**Records**
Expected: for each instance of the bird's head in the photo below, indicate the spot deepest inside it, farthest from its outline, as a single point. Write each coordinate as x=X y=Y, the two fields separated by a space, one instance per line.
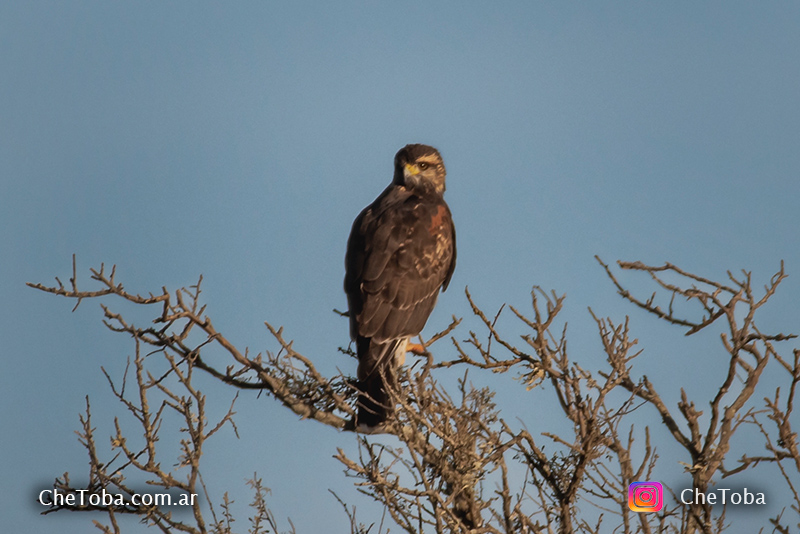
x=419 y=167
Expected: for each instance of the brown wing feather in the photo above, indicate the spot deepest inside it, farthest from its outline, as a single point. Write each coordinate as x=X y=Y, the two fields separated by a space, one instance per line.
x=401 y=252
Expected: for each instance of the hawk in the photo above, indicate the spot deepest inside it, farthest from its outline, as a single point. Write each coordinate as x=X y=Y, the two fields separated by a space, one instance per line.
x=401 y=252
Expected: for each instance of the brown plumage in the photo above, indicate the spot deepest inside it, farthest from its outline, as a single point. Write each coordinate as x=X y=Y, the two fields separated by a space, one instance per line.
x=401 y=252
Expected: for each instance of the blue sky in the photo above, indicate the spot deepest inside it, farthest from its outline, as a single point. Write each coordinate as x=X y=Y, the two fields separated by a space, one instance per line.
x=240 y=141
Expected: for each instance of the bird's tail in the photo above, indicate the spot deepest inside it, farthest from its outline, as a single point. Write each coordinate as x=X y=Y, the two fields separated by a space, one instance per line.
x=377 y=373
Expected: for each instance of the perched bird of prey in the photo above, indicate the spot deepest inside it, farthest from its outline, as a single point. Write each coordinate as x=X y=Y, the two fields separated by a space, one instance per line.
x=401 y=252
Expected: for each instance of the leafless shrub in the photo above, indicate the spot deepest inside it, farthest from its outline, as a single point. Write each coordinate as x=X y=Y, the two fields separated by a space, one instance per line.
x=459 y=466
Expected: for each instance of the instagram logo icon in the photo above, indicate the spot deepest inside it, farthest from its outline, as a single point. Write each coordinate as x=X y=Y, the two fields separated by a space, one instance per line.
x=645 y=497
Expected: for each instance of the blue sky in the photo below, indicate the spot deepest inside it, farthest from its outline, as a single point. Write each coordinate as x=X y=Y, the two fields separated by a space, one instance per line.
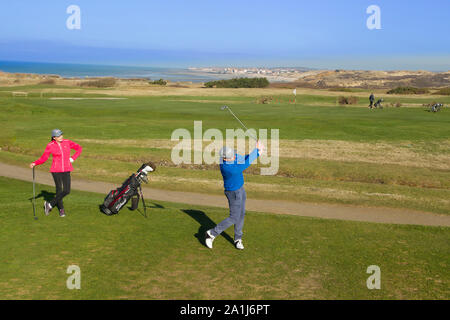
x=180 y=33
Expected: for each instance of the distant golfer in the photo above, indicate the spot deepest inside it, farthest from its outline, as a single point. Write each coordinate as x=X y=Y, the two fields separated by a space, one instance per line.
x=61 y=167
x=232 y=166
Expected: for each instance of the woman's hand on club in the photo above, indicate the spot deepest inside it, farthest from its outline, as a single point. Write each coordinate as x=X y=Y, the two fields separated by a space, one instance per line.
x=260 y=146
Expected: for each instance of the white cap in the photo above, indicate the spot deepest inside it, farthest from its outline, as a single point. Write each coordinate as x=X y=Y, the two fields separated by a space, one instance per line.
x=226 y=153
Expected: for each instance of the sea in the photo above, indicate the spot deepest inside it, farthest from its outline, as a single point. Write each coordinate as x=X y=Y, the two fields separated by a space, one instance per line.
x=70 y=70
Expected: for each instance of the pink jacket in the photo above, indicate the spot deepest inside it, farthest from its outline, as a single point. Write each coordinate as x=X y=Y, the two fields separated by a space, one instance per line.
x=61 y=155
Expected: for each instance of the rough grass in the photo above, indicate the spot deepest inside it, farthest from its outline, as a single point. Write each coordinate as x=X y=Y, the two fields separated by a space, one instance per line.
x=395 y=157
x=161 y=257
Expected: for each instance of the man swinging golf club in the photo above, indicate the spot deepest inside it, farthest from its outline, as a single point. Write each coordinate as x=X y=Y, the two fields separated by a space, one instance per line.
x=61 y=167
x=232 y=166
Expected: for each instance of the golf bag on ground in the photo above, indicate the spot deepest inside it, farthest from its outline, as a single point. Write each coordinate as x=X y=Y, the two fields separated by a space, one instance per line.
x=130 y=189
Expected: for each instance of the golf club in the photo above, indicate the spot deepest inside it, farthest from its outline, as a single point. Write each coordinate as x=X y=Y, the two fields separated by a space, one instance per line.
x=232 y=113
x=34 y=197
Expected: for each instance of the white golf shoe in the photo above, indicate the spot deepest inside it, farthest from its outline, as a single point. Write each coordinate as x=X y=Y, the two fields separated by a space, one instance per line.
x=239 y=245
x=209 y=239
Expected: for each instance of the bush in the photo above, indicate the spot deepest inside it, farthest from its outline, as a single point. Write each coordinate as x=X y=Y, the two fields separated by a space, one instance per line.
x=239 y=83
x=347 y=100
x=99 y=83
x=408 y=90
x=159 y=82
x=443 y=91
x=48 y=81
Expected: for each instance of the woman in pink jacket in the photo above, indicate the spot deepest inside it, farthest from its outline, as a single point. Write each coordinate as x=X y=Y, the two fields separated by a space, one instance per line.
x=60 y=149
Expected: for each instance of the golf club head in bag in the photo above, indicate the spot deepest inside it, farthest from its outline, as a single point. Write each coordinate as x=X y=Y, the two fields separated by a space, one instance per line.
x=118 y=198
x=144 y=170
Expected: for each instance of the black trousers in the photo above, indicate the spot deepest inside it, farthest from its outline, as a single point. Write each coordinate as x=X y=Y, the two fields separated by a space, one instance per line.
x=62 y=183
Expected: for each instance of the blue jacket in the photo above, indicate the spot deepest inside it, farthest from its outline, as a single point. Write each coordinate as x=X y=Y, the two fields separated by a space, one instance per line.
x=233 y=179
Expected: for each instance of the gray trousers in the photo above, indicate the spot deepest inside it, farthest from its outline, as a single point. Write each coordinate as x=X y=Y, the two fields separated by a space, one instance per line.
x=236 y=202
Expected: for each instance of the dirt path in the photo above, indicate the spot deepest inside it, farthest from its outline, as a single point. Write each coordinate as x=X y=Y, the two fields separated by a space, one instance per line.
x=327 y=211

**What you have to do**
Retype the lines of the listing above without any changes, beginning at the line that contains "Expected: for each instance of the golf bag" and stopping after the line that contains "x=144 y=170".

**Expected output**
Expected: for each instance of the golf bag on ground in the photo above, indicate the spot deepest inside it, farthest from its outline, as a single point. Write each coordinate as x=X y=Y, the two fields separated by a space, one instance per line.
x=130 y=189
Expected: for each instance of the golf club in the photo above, indicate the spot deepest inside it, farthest from its outline, as a single point. Write each coordinate as x=X y=Y, the two fields separated by a space, one instance per line.
x=232 y=113
x=34 y=197
Expected: for each instance of the white golf shoe in the photo above, indicate the spot deepest inside it, farthest from its outline, as a single point. Write each coordinate as x=X y=Y, the two fields separated by a space, one instance per line.
x=239 y=245
x=209 y=239
Expected: for each instance of the bush in the photo above, indicate the spot deepest inside it, farthest from its outline, as a single point. Write each coordinate as x=X y=Y, the two fields separated by a space, one instance per line.
x=239 y=83
x=347 y=100
x=99 y=83
x=408 y=90
x=159 y=82
x=443 y=91
x=48 y=81
Expected: for each instance of the woman in pink jacket in the photo above, indicate the spot deepest inside it, farthest from its outline, as a single point. Write each coordinate as x=X y=Y, the two fields separated by a space, one instance per line.
x=60 y=149
Expected: for each instance of the golf club head in bag in the photo above, indicate the spot deepest inside it, farthest from its outline, as a single point. Write each coordinate as x=X y=Y, the two fields separated by a space, one instance per line.
x=118 y=198
x=144 y=170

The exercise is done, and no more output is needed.